Task instructions
Transcribe the records below verbatim, line for line, and omit the pictures from the output.

= = =

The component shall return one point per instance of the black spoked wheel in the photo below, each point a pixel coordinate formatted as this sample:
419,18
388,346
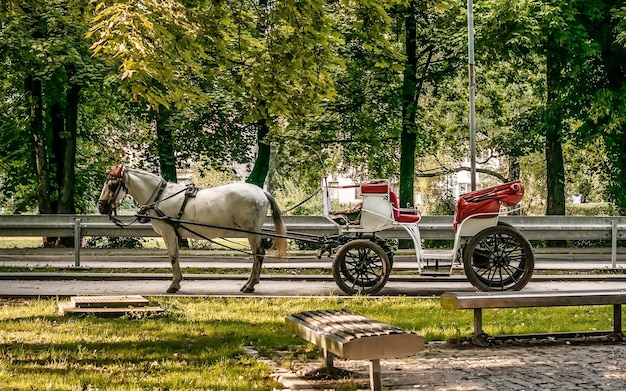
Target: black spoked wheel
361,267
499,258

= = =

Solution for this problem
The component shall return one point per instance of the black spoked wheel in the photo below, each point a pixel coordinate formatted as this sample:
419,18
388,346
Target: black spoked wheel
361,267
499,258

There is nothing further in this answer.